[Trechos de dados de rotulagem de localização]
──────

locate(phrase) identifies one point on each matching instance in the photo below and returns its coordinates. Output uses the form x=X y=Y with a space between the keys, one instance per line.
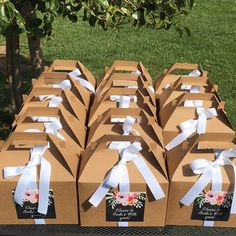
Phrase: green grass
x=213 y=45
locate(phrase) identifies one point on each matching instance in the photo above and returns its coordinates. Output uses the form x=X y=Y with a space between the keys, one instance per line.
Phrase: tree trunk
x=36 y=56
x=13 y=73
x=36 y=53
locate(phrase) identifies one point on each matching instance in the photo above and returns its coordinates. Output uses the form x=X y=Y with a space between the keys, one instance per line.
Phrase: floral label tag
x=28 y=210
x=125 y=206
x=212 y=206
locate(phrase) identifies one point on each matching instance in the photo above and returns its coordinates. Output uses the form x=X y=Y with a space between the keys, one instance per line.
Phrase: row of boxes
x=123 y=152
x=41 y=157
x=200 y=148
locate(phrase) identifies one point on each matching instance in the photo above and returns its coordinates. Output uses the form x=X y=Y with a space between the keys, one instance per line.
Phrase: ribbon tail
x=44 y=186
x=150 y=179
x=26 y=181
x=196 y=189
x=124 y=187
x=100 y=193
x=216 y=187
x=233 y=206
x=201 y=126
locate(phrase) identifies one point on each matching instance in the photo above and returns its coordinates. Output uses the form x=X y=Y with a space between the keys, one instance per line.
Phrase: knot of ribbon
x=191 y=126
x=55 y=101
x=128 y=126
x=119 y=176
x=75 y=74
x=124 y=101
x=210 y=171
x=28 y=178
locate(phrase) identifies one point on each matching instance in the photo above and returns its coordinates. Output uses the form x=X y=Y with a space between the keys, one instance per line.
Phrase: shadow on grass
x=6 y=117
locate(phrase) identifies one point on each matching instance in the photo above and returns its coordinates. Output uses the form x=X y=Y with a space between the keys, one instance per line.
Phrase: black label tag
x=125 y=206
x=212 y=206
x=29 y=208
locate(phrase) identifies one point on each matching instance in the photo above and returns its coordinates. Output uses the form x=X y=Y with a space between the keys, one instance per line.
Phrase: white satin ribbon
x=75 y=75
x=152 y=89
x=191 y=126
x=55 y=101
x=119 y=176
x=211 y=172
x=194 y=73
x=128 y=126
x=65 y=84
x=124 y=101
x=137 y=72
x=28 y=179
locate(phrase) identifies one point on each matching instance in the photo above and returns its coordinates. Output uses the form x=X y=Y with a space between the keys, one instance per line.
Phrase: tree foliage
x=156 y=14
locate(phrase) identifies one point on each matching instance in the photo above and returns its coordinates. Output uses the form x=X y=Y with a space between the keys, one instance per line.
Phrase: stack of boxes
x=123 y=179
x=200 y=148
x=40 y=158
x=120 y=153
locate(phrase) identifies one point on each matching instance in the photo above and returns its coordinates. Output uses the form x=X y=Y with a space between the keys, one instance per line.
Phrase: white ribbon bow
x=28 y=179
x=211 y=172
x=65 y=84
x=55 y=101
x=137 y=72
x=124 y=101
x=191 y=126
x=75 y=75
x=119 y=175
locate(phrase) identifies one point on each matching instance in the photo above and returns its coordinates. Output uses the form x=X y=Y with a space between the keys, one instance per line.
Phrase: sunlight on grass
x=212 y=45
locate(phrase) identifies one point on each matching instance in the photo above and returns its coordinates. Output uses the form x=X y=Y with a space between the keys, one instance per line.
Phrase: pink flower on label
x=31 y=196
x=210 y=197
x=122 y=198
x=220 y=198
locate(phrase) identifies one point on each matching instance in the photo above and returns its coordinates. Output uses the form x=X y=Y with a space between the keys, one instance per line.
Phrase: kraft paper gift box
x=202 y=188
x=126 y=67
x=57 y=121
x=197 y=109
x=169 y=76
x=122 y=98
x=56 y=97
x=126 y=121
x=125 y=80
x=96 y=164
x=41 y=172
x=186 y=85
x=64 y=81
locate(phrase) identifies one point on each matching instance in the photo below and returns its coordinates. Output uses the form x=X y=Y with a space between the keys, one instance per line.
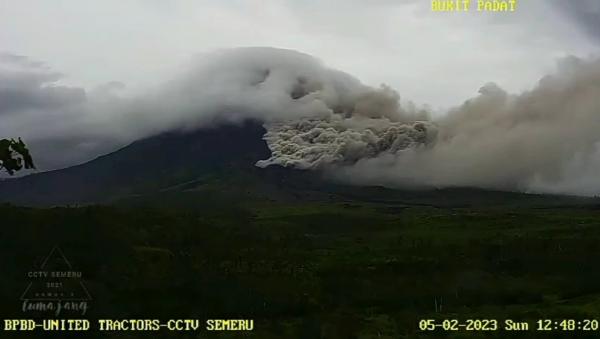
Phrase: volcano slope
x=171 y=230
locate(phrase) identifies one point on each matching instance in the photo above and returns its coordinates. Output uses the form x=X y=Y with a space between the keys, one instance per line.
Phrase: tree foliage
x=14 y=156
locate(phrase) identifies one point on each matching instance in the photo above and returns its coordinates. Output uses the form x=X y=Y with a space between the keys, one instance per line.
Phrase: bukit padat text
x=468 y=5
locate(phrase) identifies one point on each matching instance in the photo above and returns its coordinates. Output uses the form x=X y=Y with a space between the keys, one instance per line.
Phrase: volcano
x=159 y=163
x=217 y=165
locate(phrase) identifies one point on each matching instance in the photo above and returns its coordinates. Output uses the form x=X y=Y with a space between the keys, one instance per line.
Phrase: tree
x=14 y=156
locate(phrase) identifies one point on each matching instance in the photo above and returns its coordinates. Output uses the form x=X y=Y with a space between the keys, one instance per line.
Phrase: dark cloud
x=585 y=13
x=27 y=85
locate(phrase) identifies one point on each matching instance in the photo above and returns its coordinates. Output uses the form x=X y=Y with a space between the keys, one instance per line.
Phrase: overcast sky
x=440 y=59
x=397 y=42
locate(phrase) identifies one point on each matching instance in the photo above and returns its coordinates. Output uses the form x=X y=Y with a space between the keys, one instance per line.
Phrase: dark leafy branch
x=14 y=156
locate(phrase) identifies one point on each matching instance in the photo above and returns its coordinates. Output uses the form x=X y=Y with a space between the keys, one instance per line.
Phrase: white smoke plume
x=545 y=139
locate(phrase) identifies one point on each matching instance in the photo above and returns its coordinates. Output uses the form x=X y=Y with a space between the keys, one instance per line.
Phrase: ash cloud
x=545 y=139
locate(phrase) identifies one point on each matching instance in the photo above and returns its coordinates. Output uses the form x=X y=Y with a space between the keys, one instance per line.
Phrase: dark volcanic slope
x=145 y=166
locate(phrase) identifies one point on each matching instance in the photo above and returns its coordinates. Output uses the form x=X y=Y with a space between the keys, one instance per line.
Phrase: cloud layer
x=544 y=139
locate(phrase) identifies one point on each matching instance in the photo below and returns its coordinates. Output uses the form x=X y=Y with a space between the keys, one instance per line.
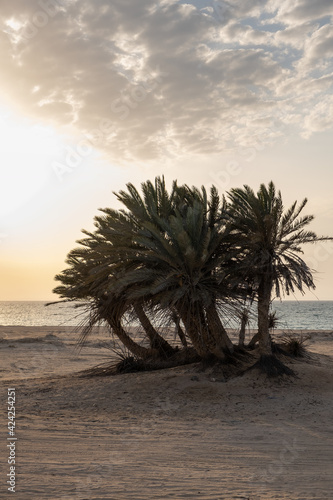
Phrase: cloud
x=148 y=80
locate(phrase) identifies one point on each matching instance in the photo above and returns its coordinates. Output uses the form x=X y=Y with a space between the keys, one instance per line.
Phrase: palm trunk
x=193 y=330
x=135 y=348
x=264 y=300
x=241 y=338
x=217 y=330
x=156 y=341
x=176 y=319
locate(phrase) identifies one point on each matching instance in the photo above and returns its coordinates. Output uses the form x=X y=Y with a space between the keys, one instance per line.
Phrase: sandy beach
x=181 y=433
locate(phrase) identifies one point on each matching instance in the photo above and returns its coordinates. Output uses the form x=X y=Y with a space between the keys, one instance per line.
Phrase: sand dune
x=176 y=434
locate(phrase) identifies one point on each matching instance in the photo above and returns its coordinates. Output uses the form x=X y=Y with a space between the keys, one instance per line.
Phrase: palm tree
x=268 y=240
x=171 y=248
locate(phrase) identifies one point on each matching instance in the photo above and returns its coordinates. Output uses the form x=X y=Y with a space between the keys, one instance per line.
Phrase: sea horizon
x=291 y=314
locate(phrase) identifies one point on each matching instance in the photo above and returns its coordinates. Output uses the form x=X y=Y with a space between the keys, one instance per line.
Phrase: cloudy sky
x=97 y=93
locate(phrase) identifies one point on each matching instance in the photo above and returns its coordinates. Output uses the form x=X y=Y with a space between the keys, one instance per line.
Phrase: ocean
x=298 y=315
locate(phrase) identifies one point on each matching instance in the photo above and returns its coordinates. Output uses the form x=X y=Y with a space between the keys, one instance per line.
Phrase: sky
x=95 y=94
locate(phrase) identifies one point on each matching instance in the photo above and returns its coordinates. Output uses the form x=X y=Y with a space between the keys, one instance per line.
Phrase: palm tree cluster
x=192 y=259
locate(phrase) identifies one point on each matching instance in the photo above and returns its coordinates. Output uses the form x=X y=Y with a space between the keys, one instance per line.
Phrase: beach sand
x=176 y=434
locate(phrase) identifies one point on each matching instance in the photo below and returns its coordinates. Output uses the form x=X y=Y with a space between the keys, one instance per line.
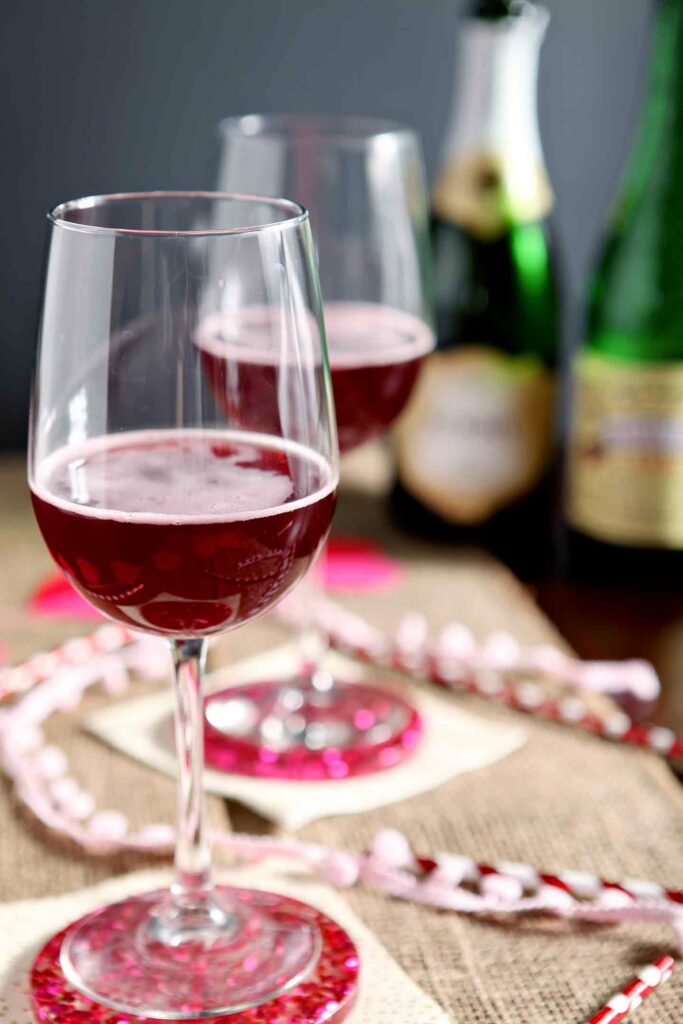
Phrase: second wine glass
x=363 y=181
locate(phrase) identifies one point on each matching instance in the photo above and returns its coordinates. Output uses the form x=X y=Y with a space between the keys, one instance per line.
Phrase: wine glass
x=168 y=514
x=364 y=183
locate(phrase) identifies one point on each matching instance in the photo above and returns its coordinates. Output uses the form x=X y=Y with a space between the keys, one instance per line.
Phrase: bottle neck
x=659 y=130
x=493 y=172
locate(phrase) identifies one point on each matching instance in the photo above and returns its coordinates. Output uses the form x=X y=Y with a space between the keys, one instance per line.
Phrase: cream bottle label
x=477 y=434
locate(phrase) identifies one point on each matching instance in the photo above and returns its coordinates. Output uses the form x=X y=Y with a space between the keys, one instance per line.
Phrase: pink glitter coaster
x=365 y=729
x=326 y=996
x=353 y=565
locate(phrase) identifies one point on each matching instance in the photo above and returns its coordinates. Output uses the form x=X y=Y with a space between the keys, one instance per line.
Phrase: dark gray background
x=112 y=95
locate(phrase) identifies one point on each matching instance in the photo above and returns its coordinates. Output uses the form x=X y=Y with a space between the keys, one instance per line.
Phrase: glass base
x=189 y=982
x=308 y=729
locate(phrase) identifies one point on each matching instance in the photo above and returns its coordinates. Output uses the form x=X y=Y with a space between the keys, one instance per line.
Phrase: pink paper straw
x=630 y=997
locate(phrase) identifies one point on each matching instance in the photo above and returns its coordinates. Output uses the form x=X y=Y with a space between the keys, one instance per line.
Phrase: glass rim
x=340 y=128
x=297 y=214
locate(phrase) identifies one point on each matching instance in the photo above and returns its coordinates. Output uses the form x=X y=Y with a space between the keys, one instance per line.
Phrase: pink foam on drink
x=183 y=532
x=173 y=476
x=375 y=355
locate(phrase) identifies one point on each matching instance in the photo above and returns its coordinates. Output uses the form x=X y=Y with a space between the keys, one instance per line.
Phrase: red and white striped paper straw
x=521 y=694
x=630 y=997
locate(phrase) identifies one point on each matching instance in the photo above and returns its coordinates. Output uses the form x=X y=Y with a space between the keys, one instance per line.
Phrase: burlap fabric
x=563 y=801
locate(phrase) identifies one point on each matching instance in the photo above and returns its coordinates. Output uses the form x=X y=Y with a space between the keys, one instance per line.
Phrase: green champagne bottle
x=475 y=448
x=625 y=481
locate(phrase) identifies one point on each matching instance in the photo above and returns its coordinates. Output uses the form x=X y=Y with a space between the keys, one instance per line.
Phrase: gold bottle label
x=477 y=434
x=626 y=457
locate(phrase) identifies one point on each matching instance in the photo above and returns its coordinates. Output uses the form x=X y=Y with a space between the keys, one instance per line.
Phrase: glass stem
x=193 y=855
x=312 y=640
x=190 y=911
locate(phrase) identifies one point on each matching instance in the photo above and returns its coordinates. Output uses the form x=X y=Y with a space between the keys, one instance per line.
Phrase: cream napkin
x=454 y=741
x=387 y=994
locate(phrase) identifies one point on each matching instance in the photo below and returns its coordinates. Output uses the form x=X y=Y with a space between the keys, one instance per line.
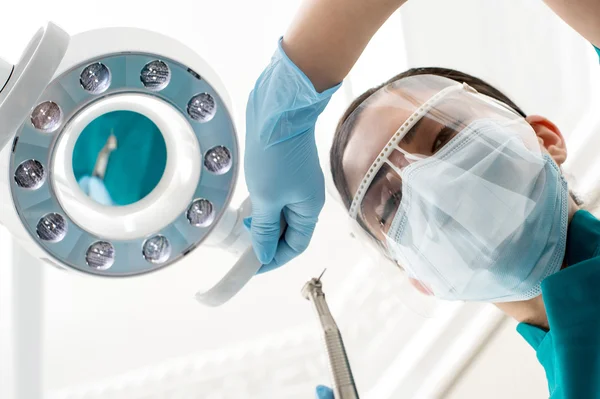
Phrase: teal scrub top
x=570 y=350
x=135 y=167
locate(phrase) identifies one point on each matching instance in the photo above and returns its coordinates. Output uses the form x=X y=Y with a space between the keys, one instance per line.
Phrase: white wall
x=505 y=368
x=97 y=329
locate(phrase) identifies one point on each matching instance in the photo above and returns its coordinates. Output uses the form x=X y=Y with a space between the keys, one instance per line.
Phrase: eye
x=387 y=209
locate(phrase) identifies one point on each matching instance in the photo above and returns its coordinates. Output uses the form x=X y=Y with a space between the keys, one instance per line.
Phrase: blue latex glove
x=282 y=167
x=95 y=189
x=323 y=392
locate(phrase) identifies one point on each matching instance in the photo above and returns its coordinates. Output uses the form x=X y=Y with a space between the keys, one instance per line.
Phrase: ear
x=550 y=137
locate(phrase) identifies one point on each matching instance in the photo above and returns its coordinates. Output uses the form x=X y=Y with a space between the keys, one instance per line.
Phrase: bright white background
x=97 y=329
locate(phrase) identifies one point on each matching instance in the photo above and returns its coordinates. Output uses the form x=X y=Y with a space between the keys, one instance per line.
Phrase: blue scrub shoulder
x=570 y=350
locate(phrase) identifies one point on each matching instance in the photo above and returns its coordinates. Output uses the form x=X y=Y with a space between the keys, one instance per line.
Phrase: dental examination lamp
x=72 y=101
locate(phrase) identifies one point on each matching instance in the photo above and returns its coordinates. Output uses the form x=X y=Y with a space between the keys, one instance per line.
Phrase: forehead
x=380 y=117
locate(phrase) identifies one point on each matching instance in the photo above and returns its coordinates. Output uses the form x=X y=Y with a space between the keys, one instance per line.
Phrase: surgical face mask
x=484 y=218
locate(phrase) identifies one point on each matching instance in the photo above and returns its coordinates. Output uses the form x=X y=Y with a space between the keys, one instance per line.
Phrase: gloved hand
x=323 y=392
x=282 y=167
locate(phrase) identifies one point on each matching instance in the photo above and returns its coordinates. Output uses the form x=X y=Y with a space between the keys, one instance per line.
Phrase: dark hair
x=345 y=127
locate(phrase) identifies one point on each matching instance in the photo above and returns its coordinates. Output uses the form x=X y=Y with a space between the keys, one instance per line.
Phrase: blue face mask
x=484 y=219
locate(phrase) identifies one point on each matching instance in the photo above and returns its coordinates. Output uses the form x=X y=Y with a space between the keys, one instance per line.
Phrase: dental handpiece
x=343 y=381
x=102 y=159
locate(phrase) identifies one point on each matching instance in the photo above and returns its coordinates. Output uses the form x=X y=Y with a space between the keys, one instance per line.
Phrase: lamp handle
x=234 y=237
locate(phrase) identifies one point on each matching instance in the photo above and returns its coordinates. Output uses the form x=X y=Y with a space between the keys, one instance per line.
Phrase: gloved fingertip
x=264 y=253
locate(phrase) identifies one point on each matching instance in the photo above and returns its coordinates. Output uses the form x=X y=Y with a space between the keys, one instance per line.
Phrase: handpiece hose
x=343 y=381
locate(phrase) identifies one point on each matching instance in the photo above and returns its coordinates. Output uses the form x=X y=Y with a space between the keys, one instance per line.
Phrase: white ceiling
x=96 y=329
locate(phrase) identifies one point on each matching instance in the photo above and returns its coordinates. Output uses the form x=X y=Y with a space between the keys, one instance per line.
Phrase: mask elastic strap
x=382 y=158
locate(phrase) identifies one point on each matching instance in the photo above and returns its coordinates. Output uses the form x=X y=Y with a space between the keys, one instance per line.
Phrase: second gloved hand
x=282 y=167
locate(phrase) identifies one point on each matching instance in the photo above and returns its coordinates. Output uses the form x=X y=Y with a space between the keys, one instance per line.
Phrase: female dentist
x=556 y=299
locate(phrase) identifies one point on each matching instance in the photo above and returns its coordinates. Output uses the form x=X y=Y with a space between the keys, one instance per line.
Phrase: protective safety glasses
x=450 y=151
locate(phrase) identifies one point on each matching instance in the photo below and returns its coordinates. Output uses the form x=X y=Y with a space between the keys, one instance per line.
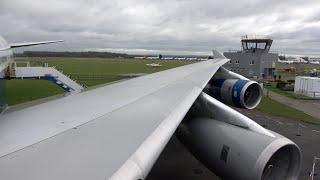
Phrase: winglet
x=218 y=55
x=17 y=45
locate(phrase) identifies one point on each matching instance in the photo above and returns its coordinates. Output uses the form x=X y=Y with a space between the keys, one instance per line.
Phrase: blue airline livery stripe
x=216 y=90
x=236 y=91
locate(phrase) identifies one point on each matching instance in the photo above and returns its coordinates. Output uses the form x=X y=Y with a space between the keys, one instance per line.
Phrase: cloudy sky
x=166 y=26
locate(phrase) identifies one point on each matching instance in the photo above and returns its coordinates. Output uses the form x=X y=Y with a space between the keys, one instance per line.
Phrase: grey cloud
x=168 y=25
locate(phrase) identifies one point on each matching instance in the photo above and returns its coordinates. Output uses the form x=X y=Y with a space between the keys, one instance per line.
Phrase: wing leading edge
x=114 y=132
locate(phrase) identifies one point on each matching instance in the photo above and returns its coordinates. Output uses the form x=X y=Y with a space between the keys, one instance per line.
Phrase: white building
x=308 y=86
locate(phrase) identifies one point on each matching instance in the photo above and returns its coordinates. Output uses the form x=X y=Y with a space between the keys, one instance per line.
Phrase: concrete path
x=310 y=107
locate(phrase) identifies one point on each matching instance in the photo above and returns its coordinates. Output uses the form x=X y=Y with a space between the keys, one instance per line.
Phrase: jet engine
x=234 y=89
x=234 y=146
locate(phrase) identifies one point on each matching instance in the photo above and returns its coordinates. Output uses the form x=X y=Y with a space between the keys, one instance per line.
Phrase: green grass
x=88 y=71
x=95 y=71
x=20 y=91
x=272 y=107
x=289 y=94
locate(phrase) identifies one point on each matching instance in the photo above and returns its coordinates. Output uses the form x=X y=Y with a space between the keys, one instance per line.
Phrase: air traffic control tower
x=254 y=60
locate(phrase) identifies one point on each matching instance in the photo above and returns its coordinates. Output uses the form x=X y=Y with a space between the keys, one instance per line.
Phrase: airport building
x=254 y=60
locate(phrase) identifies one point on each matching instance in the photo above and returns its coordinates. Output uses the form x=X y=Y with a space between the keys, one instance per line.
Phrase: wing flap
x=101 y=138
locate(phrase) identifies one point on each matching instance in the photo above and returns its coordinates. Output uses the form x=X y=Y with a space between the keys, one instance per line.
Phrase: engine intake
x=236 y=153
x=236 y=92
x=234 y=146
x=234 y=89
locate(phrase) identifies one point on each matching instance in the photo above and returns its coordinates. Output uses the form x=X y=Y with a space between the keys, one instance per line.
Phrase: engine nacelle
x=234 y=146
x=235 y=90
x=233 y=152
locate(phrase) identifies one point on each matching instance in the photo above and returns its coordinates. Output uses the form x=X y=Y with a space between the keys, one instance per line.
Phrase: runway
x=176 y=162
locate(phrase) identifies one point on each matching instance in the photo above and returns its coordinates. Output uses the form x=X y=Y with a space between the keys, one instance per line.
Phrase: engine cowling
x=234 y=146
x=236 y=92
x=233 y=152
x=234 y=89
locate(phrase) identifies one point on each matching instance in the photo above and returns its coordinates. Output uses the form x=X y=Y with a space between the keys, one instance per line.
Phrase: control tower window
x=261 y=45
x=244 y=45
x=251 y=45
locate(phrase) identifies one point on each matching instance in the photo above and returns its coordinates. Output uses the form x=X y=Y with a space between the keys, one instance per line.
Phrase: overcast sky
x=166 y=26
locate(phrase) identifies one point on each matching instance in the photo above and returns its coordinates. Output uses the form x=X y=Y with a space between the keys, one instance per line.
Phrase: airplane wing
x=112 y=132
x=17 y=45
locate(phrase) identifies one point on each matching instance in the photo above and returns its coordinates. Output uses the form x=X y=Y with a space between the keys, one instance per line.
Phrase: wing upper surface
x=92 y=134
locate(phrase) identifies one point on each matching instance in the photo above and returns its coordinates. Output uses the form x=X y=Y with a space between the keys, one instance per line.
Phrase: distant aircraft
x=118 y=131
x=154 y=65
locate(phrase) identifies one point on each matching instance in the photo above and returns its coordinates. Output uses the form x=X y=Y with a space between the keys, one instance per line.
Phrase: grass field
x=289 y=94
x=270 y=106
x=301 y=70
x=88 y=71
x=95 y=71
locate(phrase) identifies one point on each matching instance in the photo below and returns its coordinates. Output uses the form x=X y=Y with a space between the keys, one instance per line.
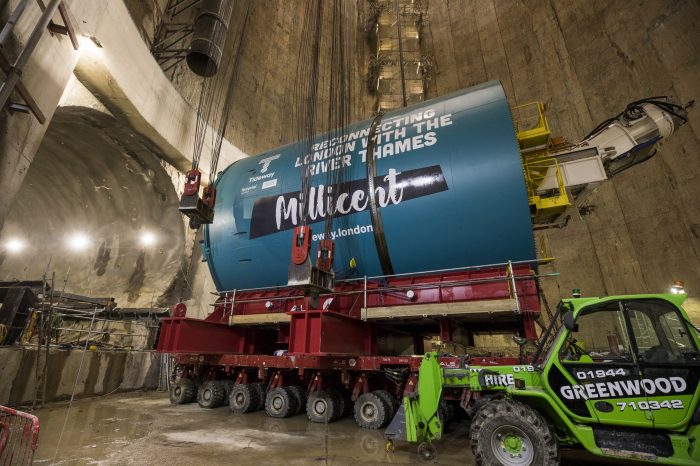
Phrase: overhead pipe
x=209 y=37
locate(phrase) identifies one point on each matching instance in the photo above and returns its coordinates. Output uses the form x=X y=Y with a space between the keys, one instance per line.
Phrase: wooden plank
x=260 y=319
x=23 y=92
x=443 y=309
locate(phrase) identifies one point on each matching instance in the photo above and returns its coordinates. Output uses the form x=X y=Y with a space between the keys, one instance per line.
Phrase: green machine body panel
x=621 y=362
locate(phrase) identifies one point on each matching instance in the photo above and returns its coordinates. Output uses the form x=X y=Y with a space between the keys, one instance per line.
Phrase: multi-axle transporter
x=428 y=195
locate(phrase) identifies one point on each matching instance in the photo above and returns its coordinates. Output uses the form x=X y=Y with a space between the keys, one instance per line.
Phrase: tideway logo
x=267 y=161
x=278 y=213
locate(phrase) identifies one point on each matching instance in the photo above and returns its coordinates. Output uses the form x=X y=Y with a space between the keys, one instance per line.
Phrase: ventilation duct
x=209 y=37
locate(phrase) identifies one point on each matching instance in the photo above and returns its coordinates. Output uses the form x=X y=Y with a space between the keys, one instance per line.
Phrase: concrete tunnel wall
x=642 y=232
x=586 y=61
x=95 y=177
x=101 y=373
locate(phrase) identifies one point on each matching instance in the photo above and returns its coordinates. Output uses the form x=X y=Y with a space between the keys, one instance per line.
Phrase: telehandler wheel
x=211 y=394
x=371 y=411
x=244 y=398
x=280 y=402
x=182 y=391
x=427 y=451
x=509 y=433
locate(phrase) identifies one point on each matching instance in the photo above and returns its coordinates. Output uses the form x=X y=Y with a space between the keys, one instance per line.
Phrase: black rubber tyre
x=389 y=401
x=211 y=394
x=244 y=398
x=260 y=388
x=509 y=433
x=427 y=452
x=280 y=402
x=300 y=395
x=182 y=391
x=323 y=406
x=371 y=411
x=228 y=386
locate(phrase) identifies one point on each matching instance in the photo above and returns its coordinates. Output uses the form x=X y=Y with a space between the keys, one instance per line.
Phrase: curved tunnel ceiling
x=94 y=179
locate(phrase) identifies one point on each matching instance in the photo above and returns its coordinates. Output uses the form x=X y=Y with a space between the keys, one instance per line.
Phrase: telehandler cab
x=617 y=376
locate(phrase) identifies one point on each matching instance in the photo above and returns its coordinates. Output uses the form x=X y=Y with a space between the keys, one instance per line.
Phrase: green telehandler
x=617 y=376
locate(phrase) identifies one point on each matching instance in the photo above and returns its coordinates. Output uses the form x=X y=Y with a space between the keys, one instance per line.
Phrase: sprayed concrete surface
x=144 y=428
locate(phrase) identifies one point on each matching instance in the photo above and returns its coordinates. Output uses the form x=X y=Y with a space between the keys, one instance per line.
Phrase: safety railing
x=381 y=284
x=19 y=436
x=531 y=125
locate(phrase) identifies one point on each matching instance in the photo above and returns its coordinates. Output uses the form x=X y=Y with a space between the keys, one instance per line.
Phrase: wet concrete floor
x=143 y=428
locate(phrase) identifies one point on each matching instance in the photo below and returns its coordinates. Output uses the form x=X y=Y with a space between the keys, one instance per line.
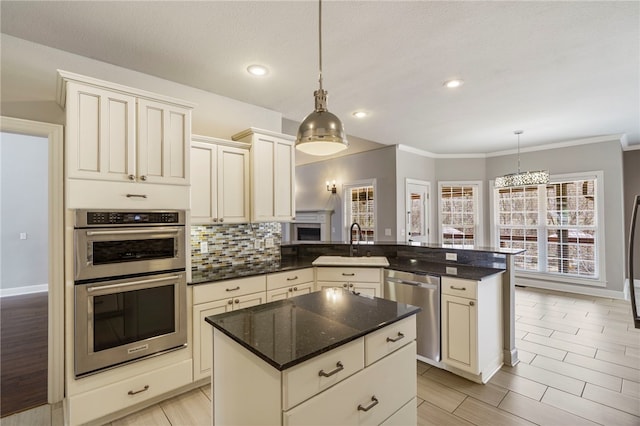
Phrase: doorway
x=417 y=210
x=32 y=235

──────

**Objetivo proposto**
Extraia do material todas as linhas que contêm a palavra "second".

**Resposta à tarefa**
Phrase: second wine glass
Phrase: second gloved hand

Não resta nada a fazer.